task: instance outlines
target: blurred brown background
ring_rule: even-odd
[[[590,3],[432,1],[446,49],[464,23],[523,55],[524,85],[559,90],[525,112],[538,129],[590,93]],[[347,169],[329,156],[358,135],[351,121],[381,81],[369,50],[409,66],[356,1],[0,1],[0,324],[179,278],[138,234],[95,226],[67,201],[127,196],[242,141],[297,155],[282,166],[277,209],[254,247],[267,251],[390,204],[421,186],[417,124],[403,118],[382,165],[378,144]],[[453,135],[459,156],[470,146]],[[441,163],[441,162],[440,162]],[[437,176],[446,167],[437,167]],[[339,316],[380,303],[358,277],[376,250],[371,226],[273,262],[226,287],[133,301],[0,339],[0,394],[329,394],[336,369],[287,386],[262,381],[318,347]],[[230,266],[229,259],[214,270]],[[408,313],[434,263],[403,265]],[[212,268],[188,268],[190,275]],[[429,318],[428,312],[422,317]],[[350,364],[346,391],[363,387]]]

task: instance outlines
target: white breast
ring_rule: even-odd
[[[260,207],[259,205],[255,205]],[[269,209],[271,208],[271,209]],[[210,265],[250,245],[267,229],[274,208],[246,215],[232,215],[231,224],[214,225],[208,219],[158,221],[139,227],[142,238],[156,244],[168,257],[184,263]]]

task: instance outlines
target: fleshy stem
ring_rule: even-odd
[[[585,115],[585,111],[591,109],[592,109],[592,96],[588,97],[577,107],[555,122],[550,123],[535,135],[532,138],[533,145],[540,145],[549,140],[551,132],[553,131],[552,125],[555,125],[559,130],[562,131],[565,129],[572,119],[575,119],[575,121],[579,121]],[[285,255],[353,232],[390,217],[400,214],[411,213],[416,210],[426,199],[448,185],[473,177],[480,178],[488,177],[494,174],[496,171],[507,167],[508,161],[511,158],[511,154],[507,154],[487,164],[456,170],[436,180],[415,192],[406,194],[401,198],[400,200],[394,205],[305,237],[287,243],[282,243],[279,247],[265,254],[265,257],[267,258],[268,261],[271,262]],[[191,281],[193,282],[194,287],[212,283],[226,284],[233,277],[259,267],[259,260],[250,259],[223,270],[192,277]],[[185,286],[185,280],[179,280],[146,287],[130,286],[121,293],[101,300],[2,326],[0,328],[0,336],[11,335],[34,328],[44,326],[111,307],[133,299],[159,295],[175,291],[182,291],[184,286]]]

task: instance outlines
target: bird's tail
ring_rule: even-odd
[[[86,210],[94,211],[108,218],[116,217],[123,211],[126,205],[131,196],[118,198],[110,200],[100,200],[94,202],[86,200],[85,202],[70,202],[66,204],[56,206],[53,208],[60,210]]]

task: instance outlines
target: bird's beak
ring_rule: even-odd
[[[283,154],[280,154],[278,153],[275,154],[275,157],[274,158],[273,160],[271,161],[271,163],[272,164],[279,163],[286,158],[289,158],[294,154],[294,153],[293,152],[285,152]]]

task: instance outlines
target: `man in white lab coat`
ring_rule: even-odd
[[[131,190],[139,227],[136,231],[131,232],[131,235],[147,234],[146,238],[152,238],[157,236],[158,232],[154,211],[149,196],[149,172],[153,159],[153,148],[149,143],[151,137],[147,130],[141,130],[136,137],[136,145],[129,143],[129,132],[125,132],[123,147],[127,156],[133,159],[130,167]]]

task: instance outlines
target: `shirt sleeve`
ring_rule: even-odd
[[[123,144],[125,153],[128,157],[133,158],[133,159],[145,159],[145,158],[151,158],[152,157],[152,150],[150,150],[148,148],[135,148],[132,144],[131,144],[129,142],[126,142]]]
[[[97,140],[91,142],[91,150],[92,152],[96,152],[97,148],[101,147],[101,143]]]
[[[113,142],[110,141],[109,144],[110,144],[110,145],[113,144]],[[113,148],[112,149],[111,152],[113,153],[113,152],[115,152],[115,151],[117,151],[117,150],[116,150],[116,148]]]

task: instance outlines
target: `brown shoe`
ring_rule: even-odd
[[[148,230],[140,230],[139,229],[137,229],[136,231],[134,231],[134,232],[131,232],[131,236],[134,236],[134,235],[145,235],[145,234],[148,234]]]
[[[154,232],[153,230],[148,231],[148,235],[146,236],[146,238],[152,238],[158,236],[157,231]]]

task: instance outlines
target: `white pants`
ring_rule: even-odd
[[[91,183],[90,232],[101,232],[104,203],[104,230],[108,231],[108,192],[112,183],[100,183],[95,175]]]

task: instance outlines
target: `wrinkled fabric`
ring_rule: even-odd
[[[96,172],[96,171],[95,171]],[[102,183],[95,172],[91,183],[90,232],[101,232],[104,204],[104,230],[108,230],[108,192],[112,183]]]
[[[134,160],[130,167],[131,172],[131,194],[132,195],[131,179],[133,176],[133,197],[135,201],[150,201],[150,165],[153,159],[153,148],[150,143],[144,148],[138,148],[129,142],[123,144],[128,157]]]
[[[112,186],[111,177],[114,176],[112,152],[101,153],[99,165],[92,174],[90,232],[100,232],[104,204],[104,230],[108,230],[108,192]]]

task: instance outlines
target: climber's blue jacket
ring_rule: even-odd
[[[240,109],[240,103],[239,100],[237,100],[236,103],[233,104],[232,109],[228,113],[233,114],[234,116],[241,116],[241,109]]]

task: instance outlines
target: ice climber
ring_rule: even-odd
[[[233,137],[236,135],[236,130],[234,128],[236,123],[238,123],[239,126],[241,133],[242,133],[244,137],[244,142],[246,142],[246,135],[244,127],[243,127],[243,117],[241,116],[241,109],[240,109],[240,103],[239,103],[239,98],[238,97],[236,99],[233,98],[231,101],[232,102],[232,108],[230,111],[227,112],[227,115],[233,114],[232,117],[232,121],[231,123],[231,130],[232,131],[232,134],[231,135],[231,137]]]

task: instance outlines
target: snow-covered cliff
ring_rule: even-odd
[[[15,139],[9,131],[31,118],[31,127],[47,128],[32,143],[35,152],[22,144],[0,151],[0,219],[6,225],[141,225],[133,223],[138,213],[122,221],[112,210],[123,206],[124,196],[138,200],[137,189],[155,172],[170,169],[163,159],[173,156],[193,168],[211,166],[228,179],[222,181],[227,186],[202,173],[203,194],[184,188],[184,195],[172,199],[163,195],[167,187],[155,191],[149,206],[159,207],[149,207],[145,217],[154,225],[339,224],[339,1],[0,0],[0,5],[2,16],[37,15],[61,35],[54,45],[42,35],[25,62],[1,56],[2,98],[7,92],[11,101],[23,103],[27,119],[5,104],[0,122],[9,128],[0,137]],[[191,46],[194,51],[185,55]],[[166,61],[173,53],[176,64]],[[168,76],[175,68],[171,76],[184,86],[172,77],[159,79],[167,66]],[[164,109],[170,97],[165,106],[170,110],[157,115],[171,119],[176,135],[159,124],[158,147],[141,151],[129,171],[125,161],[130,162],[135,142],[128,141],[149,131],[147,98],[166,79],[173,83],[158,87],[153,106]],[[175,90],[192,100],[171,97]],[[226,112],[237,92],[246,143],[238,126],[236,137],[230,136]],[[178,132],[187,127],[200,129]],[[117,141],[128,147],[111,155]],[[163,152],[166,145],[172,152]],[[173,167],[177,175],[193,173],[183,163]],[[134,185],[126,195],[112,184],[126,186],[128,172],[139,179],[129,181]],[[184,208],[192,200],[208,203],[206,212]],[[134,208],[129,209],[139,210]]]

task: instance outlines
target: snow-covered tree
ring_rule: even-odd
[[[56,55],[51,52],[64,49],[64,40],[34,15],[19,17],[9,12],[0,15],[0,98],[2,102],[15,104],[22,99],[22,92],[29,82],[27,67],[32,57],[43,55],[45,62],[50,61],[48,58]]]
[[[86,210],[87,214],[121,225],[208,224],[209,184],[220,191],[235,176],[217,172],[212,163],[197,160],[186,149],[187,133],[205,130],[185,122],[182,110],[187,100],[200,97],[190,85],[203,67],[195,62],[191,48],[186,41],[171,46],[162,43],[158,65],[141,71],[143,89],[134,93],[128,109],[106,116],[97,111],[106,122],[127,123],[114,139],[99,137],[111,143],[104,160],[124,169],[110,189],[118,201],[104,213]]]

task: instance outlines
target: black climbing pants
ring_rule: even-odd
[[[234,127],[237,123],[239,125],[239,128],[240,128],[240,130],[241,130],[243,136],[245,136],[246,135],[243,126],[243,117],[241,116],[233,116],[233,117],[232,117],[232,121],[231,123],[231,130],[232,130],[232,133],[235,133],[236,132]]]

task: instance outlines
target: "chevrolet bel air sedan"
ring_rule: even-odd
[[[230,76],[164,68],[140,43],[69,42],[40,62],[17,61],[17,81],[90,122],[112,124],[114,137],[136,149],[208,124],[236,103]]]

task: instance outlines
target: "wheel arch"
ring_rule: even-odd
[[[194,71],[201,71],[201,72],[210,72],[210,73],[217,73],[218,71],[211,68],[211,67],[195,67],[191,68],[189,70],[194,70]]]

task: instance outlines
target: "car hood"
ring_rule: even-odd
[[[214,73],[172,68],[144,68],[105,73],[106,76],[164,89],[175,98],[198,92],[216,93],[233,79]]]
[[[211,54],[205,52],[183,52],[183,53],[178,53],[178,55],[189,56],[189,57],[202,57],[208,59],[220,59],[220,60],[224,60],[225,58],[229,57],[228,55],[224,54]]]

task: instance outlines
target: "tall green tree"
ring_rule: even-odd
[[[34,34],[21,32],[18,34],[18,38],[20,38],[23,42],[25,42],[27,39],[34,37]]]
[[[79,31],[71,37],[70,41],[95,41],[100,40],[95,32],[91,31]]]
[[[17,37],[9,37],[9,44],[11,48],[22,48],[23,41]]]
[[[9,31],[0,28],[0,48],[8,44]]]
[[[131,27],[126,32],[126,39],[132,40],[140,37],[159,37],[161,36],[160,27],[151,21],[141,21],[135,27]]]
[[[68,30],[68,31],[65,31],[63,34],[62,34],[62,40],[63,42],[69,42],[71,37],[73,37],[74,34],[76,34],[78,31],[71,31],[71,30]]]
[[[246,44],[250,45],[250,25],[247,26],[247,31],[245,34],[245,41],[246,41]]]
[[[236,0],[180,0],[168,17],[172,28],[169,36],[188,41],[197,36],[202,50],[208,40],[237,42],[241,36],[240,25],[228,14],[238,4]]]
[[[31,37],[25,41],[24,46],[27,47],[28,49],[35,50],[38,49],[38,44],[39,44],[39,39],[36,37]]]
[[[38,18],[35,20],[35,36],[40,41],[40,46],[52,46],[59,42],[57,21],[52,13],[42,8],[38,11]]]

═══

* **Exercise directions**: Please count how many lines of the material above contain the string "snow", and reply with the number alone.

* **Task result**: 2